Natural-language object grounding data
[Start of section]
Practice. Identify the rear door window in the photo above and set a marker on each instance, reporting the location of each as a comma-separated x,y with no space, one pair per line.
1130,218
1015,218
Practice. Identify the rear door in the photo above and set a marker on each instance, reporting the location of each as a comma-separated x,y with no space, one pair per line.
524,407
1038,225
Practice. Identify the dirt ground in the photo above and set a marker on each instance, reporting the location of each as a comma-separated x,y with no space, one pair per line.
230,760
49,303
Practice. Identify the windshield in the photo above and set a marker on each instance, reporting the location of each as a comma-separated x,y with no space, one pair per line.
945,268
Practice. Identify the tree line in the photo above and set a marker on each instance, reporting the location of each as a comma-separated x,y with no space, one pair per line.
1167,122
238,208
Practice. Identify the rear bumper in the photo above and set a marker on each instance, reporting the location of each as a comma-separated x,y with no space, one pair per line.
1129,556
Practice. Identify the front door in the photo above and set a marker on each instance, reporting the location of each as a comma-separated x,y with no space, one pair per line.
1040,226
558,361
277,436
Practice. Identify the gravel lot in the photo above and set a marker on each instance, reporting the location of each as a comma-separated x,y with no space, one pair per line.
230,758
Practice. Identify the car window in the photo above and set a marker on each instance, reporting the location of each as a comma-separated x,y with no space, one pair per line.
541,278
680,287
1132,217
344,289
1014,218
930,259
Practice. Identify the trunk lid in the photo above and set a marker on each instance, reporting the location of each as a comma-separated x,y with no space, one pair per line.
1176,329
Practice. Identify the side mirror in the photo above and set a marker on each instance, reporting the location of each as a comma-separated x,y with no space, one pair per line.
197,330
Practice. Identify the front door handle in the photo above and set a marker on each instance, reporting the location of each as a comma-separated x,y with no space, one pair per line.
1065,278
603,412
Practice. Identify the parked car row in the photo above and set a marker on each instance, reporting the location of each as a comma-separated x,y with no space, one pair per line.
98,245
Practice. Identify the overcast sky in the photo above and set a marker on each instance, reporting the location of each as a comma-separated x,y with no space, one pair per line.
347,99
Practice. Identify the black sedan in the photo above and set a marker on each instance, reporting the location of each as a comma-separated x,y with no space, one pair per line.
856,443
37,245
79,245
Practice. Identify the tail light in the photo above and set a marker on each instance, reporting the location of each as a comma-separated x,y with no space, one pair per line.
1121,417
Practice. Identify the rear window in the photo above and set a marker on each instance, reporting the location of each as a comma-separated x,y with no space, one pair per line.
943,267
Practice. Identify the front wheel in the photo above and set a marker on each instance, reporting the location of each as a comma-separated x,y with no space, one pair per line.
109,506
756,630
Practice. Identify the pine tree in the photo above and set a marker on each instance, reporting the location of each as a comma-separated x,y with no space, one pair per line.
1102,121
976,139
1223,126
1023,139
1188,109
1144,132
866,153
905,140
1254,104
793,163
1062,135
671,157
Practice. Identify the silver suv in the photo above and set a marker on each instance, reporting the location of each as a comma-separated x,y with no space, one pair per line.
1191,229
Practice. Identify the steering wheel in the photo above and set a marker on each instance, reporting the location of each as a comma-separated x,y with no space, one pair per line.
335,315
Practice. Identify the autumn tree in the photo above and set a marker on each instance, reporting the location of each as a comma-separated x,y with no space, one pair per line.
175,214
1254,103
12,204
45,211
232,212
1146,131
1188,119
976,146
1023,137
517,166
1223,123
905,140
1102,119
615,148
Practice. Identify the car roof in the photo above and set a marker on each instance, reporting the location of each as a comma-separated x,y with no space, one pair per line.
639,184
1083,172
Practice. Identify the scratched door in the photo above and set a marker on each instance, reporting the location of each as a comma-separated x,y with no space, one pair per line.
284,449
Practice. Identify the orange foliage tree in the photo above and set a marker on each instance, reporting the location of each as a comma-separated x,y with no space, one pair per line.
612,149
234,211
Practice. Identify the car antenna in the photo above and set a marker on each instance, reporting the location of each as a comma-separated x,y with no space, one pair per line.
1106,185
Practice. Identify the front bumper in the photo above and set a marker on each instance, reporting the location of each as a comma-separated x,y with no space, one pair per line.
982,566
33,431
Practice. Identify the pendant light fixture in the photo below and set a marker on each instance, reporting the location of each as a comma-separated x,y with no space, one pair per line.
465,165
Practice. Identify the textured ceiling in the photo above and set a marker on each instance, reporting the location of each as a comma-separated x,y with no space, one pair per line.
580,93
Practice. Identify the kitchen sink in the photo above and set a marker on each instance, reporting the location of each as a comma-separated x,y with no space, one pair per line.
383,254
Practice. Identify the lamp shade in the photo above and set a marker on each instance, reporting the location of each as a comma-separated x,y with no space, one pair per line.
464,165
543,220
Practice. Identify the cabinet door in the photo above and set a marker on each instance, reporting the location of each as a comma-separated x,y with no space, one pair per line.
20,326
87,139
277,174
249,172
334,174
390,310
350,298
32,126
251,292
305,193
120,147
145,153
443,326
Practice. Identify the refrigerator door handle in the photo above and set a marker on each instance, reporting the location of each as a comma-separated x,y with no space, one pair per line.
[End of section]
**AIM OF THE TASK**
All of the data above should be output exactly.

**OUTPUT**
Practice. Identify the rear door window in the photo above and set a marker on each instance, reporting the location of each as a comma-separated x,y with no space, one pair per line.
1130,218
1015,218
Practice. Identify the rear door in the photo above and set a marker on each instance, reporting the location of each as a comma-separated x,y with no space, one pair per line.
524,407
1038,225
Practice. Identify the dirt ground in the photo above and set a marker on each instance, reporting the location of each as a comma-separated x,y with no space, one pair per line.
230,760
49,303
Practice. Identify the windshield in the photo above and set a marker on each instance, reporting the location of each as a comma-separated x,y with no space, one pair per line.
945,268
Practice. Identify the tree line in the photo above and set a marker on each instance, reporting the location of each as a comma-separated x,y with no space, one pair per line.
1167,122
238,208
Practice. Identify the rear bumper in the photo above and set a marker on each instance, reporting the location of each as a comma-separated x,y with no space, one pair per line.
1129,556
Practice. Identify the front door in the photo above and set a marker on each instance, reporting the location of each as a comma-separated x,y with no space, one pair per line.
1040,226
558,361
277,436
Practice. Identify the gravel lot in the photo above and set a marker on each instance, reporting the location of each as a comma-separated x,y with no space, one pair per line.
230,758
Practice. Identify the car window in the photo above and set a marker on each instance, reporting the location of each as a comma-separated x,y with no space, one pair per line.
541,278
680,287
1132,217
344,289
1014,218
930,259
Practice. Identify the trunk lid in the photo above and set a marker on each instance, reporting the location of each as a comma-separated x,y with no space, one pair per line.
1176,329
Practice. Identify the side mirror in the photo above and set a marker on each instance, reporting the location of each as a comma-separated x,y with no space, one pair per line.
197,330
Practice. Identify the front door handle in the photo above and set a marker on each instance, reporting the location of each as a comma-separated x,y with no space, one pair per line.
1065,278
603,412
Practice. Identify the parked car row in the photo above and set a marker on each instance, reporting the location of each as a comma-separated x,y with no space, one pair per line.
98,245
Practice. Identify the overcast sky in the photo above and set a marker on each instance, reporting the location of each as a comma-separated x,y with no space, one pair per line.
347,99
Practice. Identify the black sedan in the photo above and set a marker on each instance, reporting the location of each as a comma-separated x,y with no space, one pair per line.
856,443
37,245
79,245
Practice. Identify the tail light in the photo above and set a marker on each instance, reporting the location of each as a comma-separated x,y with no space, one pair per line.
1121,417
Practice. Identify the rear window in the photo above and set a marker on each instance, reporting the location of each as a comma-separated x,y with no space, one pair per line.
943,267
Practice. Identify the front wheel in the photo above and set a marker on each instance, reporting the location of each as a comma-separated x,y with no space, one pair per line.
109,506
756,630
Practice. Identify the pine tree in the photo above and set a marker on each instance, reporting the location of each as a comma-separated x,y with no space, one pair per line.
1102,121
976,139
1223,126
1023,139
1188,109
1144,132
866,153
905,140
1254,104
793,163
1062,135
671,157
Practice. Identify the silver suv in the photo above and set a marker on each instance, reporting the location of each as a comma-separated x,y with no space, one pair per line.
1191,229
Practice. Identify the steering wheel in the photo above and set a marker on each instance, reporting the location of each as a comma-separated x,y with no space, one pair per line.
335,315
Practice. Identify the autumn tree in the photo above and set a marker on each instance, reporting the location of each as a comma-separated x,y with no space, one pair per line.
175,214
1254,103
12,204
45,211
232,212
1146,131
1188,119
976,146
1023,137
517,166
1223,123
905,140
1102,119
615,148
Practice. Identify the car roof in the photo above and set a marker on each instance, reporting the location of each as a comma-separated x,y with no space, one pair per line.
639,184
1083,172
Practice. Identify the scratched door in the photo above and set a marker on each instance, reporting the location of each as a comma-separated x,y with no space, one pair per line.
284,449
Practice. Identify the orange foliage tree in the photo above and set a marker on each instance, reporting the location of each as a comma-separated x,y with no space, one pair per line.
612,149
234,211
Practice. Identify the car antenna in the photo above and set a marker on each instance, reporting the location of each as a comma-separated x,y with no space, one pair per line.
1106,185
Practice. Identify the front bumper in the photo above and set a marker on each instance, reporting the location of each as a comma-separated x,y with no space, one pair per line.
982,566
33,431
Practice. Identify the pendant light fixture in the photo below and set a marker on each instance, reporting the location of each as a comma-separated x,y with no space, one pair per line.
465,165
Practice. Identify the textured ceiling in the photo above and set a marker on each instance, reporting the location of each as a comma-separated x,y with no space, one pair per line.
580,93
Practice. Identify the kitchen sink in the photo above and set a marker on each instance, reporting the location of each as a comma-separated x,y with no space, one pair per line.
383,254
Practice. Identify the lamp shade in the photo above and set a marker on each instance, reporting the location of each as a comma-separated x,y with no space, one pair per line.
464,165
543,220
Practice. Identify the cabinet door in the photo above and set a marker on each instance, reporting the location of each as a comma-separated x,y with no space, one pair per line.
20,326
87,139
277,174
249,172
334,174
390,310
350,298
32,126
251,292
305,193
120,147
145,153
443,326
Practice. Identify the refrigerator door handle in the photo above and set a marker on each instance, reporting the location of each as a comma-separated x,y with no space, one pair per line.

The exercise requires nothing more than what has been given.